ZU BEARBEITENDE AUFGABEN -
A. Wozu führen laut dem Text über das Gehirngetriebe die niedrigen Noradrenalin-Werte in Gang 1?
B. Schreiben Sie aus dem Text über das Gehirngetriebe die Stelle von „- Gang 2: Moderate“ bis „aber Überforderung droht.“ wortgetreu ab.
C. Führen Sie den Text über das Gehirngetriebe im Anschluss an seinen letzten Satz weiter.

ÜBUNGSTEXT -
►
In ihrem Buch Hyperefficient: Optimize Your Brain to Transform the Way You Work beschreibt die Neurowissenschaftlerin Mithu Storoni das Locus coeruleus als Getriebe des Gehirns:
- Gang 1: Wenig Aktivität im blauen Punkt. Die niedrigen Noradrenalin-Werte führen zu zerstreuter Aufmerksamkeit und gedanklichem Abschweifen.
- Gang 2: Moderate Aktivität mit gelegentlichen Spitzen. Der präfrontale Cortex, zuständig für Selbstkontrolle und abstraktes Denken, reagiert darauf. Dies erleichtert konzentriertes Arbeiten.
- Gang 3: Hohe Aktivität im blauen Punkt mit hoher Noradrenalin-Freisetzung. Bereiche des „Kampf-oder-Flucht“-Systems werden aktiviert, während der präfrontale Cortex herunterfährt. Die Wahrnehmung steigt, aber Überforderung droht.
Die Tageszeit beeinflusst, welchen Gang wir einlegen. Morgens ist die Aktivität niedrig, steigt tagsüber an und nimmt abends ab.
◄
ÜBUNGSMATERIAL -
►
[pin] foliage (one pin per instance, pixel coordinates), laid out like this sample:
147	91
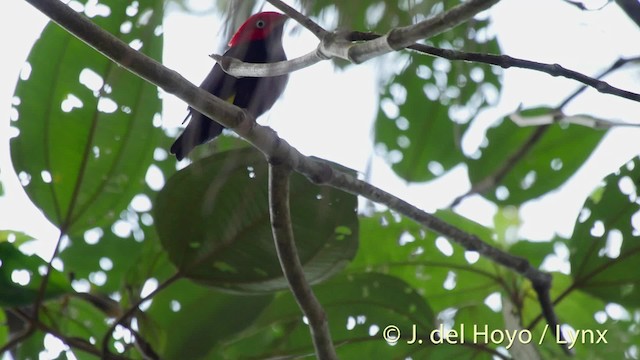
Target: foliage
91	155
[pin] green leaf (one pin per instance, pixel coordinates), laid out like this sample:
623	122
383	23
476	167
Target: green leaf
605	245
554	153
449	277
213	220
358	307
578	310
189	319
87	127
20	278
426	108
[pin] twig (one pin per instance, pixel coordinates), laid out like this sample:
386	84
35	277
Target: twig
135	307
506	61
305	21
290	262
541	281
73	342
239	68
615	66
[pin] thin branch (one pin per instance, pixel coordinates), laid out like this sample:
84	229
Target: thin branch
73	342
239	68
506	61
541	281
290	262
135	307
631	8
402	37
301	19
15	341
615	66
267	141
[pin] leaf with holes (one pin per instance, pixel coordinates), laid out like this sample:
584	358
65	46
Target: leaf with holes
87	127
20	278
426	108
189	319
451	278
358	306
521	163
605	246
213	220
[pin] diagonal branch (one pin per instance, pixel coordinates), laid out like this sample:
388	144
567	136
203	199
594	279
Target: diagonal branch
402	37
290	262
301	19
267	141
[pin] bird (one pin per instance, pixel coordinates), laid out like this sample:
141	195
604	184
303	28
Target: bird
257	40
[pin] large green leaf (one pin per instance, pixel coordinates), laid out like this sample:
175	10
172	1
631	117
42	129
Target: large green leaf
190	319
213	220
87	127
359	307
20	278
451	279
426	108
605	246
554	153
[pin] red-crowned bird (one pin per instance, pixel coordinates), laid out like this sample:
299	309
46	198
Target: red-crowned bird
258	40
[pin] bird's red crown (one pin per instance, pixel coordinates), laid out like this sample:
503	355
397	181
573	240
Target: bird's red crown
258	27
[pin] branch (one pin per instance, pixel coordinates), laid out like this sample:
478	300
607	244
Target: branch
73	342
305	21
496	177
506	61
129	313
267	141
631	8
290	262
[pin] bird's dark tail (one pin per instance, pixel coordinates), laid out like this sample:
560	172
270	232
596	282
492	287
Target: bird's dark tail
201	129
◄
LÖSUNGEN -
A. Zu zerstreuter Aufmerksamkeit und gedanklichem Abschweifen.

B.
- Gang 2: Moderate Aktivität mit gelegentlichen Spitzen. Der präfrontale Cortex, zuständig für Selbstkontrolle und abstraktes Denken, reagiert darauf. Dies erleichtert konzentriertes Arbeiten.
- Gang 3: Hohe Aktivität im blauen Punkt mit hoher Noradrenalin-Freisetzung. Bereiche des „Kampf-oder-Flucht“-Systems werden aktiviert, während der präfrontale Cortex herunterfährt. Die Wahrnehmung steigt, aber Überforderung droht.

C.
Nächtliche Wachsamkeit
Da das Locus coeruleus Erregungszustände kontrolliert, ist es nachts am ruhigsten. Ganz still ist es jedoch nie. Forschung von Anita Lüthi an der Universität Lausanne zeigt, dass seine Aktivität die Schlafqualität beeinflusst.
Der Schlaf verläuft in Phasen: REM-Schlaf (mit schnellen Augenbewegungen) und Nicht-REM-Schlaf (NREM). REM-Schlaf ist für lebhafte Träume und Gedächtnisprozesse wichtig. Während des NREM-Schlafs reinigt das Gehirn sich von Abfallstoffen, die ansonsten Schäden verursachen könnten.
Lüthi entdeckte, dass NREM-Schlaf durch kurze Aktivitätsausbrüche des Locus coeruleus etwa alle 50 Sekunden begleitet wird. Diese Aktivität aktiviert den Thalamus, der sensorische Signale verarbeitet. Die erhöhte Wachsamkeit lässt das Gehirn auf äußere Reize reagieren, ohne aufzuwachen. Lüthi vermutet, dass diese gesteigerte Aufmerksamkeit überlebenswichtig war, um Gefahren in der Wildnis zu erkennen.
Der Übergang zum REM-Schlaf ist mit minimaler Aktivität im blauen Punkt verbunden, um diese Traumphase stabil zu halten. Im REM-Schlaf erleben wir Atonie – eine vorübergehende Muskelparalyse, die uns vor unkontrollierten Bewegungen während des Träumens schützt.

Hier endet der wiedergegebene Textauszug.